*Stated exercise 1*.
Reproduce the passage on South China Sea disputes word for word, everything from "Since 2013, the" down to "in the SCS.".
*Stated exercise 2*.
Carry on the passage on South China Sea disputes from the point where it stops.

China Primer: South China Sea Disputes

Overview
Multiple Asian governments assert sovereignty over rocks,
reefs, and other geographic features in the heavily
trafficked South China Sea (SCS), with the People's
Republic of China (PRC or China) arguably making the
most assertive claims. The United States makes no
territorial claim in the SCS and takes no position on
sovereignty over any of the geographic features in the SCS,
but has urged that disputes be settled without coercion and
on the basis of international law. Separate from the
sovereignty disputes, the United States and China disagree
over what rights international law grants foreign militaries
to fly, sail, and operate in a country's territorial sea or
Exclusive Economic Zone (EEZ).
Since 2013, the sovereignty disputes and the U.S.-China
dispute over freedom of the seas for military ships and
aircraft have converged in the controversy over military
outposts China has built on disputed features in the SCS.
Observers viewed the military outposts as part of a PRC
effort to project military power eastward from its coast and
contest U.S. military supremacy in maritime East Asia.

Stored items from a collection:
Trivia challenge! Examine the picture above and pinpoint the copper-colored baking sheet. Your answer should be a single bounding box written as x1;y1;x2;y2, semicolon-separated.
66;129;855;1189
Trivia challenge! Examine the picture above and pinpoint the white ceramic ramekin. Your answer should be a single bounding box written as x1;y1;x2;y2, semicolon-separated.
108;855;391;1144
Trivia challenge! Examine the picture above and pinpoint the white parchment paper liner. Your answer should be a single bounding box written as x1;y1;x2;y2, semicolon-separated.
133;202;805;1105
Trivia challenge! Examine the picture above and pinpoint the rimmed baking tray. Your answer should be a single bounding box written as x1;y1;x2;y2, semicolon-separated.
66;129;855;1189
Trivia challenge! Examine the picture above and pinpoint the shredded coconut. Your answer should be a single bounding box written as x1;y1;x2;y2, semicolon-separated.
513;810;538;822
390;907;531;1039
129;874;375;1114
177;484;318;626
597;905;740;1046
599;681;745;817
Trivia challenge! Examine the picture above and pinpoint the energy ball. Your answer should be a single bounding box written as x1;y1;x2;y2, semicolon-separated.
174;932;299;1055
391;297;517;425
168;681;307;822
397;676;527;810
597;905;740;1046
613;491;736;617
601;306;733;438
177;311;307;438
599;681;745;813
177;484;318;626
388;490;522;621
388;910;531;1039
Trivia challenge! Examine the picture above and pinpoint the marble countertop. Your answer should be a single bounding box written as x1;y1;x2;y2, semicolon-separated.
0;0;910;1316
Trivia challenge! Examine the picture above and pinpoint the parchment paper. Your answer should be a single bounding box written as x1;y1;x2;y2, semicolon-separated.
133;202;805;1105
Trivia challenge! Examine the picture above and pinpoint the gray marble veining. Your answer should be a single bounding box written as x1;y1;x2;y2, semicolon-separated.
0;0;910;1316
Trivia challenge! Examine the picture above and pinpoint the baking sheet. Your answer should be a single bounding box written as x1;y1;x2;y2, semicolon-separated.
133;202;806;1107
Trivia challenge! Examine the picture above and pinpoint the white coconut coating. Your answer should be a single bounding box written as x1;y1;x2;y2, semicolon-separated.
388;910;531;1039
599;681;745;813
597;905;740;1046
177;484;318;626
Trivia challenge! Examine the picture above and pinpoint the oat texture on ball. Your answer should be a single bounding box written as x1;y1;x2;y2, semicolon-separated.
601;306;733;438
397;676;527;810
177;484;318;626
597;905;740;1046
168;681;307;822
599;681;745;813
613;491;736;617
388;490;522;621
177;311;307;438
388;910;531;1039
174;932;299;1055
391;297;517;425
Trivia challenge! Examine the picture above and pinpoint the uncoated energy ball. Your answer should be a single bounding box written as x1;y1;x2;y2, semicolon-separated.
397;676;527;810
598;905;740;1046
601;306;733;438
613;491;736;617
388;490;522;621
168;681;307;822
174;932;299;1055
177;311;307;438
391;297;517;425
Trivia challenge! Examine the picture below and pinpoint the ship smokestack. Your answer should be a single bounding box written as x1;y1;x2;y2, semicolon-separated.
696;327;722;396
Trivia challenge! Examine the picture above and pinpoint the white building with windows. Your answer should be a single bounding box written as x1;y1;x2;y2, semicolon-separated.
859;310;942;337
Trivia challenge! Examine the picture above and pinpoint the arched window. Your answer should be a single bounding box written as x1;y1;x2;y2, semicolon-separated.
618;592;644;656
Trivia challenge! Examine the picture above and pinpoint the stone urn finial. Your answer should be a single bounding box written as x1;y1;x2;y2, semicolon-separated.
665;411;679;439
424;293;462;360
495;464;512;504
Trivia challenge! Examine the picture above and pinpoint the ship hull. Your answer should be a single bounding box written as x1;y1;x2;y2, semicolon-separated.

*Final answer 1*.
Since 2013, the sovereignty disputes and the U.S.-China
dispute over freedom of the seas for military ships and
aircraft have converged in the controversy over military
outposts China has built on disputed features in the SCS.

*Final answer 2*.
Much of China's military modernization is aimed at
developing capabilities to deter or defeat third-party
intervention in a regional military conflict. (For more on
China's military, see CRS In Focus IF11719, China
Primer: The People's Liberation Army (PLA), by Caitlin
Campbell.) Observers have been alert to other actions
China might take to dominate the SCS, including initiating
reclamation on another SCS geographic feature, such as
Scarborough Shoal, or declaring an Air Defense
Identification Zone (ADIZ) over parts of the SCS.
The last several Congresses have focused on China's efforts
to use coercion and intimidation to increase its influence,
including in the SCS, and passed legislation aimed at
improving the ability of the United States and its partners to
protect their interests and freedom of navigation and
oversight.
Key Facts
The SCS is one of the world's most heavily trafficked
waterways. An estimated $3.4 trillion in ship-borne
commerce transits the sea each year, including energy
supplies to U.S. treaty allies Japan and South Korea.
According to the U.S. Energy Information Administration,
the SCS contains about 11 billion barrels of oil rated as
proved or probable reserves-a level similar to the amount
of proved oil reserves in Mexico-and 190 trillion cubic
feet of natural gas. The SCS also contains significant fish
stocks, coral, and other undersea resources.
The Sovergnty Disputes
China asserts indisputable sovereignty over the islands in
the South China Sea and the adjacent waters without

defining the scope of its adjacent waters claim. On maps,
China depicts its claims with a nine-dash line (see Figure
1) that, if connected, would enclose an area covering
approximately 62% of the sea, according to the U.S.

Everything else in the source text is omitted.